(Dataset records)
=-=-=-=-=

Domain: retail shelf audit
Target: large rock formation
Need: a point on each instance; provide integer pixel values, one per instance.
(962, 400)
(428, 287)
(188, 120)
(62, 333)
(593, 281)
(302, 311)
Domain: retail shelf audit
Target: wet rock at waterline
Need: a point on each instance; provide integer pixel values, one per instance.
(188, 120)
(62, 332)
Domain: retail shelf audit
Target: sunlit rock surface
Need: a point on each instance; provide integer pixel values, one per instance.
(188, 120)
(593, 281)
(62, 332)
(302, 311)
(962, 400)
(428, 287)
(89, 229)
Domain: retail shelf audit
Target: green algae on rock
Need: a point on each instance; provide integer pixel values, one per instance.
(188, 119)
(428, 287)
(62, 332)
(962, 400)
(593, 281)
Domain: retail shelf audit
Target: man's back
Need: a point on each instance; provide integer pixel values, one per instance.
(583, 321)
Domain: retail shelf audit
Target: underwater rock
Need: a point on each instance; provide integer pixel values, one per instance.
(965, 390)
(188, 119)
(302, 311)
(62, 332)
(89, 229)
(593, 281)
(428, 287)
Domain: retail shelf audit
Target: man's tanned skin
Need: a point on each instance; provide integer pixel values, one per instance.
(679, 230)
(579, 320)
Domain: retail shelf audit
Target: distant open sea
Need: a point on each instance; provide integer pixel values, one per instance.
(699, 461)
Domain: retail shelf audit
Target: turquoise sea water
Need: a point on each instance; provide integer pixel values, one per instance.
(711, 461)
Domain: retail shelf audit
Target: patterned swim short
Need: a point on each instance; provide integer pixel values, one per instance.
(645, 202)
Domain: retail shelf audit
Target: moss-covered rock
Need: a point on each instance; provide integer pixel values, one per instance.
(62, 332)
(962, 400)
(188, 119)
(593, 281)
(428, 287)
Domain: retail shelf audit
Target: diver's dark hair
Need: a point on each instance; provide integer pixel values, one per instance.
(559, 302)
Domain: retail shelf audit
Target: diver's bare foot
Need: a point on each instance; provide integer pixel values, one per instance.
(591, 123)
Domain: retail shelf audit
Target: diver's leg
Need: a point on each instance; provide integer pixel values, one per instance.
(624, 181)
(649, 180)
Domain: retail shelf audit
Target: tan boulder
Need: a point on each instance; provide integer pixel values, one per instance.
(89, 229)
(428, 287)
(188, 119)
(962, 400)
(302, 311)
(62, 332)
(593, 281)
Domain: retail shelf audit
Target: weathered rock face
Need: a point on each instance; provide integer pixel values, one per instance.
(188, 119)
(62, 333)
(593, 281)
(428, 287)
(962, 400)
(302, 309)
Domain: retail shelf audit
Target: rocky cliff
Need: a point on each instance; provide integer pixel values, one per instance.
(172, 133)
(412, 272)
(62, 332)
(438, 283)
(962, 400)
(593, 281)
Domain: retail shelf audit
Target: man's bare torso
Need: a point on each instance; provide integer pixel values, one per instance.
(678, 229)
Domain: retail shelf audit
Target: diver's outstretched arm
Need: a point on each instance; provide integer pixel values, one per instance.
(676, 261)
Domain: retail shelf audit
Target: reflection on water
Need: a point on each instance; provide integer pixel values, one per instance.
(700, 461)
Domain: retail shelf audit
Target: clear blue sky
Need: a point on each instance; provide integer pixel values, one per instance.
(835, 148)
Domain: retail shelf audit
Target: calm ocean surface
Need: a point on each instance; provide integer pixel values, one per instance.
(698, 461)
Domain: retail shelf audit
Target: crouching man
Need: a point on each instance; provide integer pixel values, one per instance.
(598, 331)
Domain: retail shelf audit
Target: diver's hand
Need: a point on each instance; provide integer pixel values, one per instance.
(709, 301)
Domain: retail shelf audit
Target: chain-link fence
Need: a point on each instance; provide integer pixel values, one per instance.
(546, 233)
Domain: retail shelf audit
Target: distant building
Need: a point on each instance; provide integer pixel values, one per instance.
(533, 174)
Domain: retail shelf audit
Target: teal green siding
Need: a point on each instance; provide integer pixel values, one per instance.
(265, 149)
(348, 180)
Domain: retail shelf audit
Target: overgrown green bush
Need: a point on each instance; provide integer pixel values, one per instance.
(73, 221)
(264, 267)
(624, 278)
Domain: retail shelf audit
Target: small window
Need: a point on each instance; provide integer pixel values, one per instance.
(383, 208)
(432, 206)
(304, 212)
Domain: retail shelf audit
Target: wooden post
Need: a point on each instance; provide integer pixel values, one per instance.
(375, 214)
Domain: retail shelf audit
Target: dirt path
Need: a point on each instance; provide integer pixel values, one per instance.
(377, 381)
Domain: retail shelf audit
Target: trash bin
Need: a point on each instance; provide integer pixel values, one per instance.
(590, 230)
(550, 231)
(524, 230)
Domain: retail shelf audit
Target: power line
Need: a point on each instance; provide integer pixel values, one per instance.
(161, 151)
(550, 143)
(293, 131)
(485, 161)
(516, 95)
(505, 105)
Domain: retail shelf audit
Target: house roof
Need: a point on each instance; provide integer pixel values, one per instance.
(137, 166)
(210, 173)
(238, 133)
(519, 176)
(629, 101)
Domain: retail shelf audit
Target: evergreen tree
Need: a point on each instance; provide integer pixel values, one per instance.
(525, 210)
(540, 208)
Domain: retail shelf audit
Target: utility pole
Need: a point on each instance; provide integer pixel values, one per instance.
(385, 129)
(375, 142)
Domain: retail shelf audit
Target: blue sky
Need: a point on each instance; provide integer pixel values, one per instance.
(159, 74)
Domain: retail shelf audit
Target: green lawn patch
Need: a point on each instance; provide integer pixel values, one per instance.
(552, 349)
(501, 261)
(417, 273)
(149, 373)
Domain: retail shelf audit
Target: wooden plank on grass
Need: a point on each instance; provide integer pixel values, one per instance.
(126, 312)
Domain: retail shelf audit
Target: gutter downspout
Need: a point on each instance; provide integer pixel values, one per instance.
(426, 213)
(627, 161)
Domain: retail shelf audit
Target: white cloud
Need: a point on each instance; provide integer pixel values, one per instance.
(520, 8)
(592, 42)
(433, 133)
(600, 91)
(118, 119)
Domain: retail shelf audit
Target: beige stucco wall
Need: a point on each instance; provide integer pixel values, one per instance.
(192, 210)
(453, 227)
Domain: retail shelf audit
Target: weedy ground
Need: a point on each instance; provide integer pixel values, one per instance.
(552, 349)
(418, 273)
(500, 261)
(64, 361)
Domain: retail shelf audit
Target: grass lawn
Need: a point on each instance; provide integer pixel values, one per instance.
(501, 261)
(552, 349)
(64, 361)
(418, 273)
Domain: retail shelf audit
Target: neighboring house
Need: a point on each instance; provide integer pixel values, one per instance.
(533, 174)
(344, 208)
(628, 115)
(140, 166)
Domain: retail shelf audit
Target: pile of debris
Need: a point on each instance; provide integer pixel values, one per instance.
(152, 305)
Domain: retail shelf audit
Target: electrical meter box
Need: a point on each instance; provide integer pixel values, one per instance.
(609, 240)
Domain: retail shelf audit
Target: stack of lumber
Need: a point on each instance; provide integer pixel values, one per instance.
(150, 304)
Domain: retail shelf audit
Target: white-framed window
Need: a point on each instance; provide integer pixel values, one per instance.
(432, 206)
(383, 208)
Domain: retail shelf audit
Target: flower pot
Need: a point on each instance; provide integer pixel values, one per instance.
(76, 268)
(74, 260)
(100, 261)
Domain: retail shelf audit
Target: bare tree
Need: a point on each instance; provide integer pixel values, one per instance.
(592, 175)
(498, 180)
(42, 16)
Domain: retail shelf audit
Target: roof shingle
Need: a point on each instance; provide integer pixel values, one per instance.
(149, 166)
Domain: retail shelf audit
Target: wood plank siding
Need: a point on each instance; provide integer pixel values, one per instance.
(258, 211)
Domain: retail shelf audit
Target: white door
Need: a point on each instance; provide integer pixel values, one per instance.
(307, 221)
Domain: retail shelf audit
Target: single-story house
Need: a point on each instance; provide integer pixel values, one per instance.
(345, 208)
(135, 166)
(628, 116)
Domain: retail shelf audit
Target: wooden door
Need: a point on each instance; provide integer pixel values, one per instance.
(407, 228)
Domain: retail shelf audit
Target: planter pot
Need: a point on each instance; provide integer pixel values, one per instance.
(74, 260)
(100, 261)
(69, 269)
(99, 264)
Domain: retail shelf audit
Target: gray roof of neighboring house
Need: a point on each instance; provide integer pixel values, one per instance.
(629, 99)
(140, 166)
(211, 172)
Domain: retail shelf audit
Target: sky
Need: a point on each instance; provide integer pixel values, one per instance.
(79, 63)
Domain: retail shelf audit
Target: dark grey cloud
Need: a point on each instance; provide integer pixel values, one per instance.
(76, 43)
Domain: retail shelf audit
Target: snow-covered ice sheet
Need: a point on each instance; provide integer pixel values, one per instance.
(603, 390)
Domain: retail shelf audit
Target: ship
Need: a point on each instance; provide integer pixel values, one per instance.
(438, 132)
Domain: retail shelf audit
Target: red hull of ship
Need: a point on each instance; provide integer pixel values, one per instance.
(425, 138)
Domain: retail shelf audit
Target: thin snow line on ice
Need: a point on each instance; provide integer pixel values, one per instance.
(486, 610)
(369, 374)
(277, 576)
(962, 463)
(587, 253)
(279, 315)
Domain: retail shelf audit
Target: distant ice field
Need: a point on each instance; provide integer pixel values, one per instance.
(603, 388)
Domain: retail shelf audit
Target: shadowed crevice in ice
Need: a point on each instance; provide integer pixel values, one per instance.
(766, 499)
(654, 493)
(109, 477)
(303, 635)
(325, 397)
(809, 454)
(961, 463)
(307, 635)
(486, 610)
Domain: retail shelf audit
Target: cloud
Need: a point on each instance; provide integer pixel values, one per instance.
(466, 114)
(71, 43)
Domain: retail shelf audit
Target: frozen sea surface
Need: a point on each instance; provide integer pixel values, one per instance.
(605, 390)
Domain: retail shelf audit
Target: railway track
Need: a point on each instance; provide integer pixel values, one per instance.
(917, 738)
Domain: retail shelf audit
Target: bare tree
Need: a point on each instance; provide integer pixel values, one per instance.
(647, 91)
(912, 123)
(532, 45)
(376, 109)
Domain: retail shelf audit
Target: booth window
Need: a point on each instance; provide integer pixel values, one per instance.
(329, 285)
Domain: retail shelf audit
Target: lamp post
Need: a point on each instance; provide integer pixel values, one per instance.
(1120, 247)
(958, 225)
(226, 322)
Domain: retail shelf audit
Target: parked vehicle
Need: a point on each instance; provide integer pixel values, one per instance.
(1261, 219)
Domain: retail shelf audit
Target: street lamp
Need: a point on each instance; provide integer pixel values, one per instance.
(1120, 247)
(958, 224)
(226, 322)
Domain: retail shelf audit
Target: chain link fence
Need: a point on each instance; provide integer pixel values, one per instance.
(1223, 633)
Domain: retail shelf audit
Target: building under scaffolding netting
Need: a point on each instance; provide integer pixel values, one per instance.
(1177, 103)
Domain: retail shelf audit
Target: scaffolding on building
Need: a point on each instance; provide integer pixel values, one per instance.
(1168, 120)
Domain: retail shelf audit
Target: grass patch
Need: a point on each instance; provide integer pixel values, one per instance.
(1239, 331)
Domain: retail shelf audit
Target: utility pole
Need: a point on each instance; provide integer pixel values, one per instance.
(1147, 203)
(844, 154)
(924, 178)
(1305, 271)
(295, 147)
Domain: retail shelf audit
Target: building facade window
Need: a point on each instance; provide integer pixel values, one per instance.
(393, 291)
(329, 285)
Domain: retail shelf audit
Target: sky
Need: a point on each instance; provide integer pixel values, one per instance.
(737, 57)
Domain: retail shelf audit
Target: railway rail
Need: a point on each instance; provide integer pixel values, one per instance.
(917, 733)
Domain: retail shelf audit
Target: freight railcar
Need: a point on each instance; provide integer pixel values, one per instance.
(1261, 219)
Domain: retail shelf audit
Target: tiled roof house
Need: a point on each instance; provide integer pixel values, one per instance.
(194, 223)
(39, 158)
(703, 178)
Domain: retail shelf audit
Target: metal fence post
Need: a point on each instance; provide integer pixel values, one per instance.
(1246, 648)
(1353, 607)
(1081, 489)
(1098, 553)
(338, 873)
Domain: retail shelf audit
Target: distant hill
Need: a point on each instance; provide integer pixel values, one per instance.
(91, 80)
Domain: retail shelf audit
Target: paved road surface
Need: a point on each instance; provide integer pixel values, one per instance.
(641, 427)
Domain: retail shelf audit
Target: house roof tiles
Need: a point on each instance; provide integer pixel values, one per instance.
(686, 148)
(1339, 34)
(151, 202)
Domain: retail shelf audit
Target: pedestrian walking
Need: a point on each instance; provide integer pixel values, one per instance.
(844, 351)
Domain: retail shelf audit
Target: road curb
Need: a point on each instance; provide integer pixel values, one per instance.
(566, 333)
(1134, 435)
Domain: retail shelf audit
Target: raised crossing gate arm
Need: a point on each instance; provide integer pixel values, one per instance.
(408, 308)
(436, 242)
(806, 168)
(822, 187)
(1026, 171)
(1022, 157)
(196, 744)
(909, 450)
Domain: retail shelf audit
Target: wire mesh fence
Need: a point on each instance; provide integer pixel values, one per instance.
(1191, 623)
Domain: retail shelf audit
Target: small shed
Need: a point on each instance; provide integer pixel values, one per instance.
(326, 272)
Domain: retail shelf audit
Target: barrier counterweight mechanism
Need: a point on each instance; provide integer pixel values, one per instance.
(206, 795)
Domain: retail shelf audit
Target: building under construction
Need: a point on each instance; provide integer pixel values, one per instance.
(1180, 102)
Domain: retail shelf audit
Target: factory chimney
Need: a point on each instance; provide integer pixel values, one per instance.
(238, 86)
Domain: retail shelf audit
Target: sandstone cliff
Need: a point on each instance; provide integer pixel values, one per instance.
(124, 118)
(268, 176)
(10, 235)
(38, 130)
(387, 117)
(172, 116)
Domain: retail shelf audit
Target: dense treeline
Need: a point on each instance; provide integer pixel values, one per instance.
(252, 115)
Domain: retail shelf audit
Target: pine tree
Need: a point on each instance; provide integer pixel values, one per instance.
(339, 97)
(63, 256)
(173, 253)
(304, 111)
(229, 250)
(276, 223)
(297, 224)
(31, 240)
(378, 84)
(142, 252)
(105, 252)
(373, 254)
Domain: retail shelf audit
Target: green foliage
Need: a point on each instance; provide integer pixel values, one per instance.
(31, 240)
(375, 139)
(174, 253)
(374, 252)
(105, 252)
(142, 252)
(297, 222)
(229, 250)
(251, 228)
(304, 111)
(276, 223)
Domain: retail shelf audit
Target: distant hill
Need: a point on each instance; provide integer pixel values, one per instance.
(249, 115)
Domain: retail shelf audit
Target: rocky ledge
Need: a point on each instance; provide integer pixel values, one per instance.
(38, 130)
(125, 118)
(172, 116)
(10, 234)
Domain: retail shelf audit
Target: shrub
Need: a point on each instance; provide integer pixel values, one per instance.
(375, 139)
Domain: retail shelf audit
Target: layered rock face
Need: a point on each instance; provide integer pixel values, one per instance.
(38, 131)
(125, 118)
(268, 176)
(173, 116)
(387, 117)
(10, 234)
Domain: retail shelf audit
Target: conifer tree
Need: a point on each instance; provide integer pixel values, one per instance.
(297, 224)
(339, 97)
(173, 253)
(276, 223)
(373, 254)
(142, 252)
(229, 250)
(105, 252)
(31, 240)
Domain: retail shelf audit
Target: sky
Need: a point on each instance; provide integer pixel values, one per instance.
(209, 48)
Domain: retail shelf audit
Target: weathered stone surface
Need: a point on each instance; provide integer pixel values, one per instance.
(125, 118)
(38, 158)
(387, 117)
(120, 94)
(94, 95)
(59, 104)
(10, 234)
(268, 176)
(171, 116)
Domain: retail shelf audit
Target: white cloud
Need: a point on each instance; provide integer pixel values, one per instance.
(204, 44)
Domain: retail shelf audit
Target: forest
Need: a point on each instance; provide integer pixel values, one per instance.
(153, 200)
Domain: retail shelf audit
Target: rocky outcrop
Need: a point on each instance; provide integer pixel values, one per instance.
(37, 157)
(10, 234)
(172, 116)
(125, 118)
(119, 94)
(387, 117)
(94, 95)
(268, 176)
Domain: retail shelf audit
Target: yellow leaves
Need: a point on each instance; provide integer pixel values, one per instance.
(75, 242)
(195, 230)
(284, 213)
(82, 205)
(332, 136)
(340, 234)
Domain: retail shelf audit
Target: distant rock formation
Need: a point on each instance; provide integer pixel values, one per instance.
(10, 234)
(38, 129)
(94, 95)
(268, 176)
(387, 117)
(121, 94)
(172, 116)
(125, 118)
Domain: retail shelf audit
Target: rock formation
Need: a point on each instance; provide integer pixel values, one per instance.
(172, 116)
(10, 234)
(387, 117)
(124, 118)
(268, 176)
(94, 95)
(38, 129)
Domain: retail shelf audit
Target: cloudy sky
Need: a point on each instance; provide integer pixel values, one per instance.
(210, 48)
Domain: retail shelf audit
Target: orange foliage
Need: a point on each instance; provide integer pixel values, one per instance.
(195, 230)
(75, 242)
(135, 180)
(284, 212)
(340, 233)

=-=-=-=-=

[Written instruction] Collect every line of the items above that contains the word "lamp". Case counts.

[Correct output]
Target: lamp post
Target: street lamp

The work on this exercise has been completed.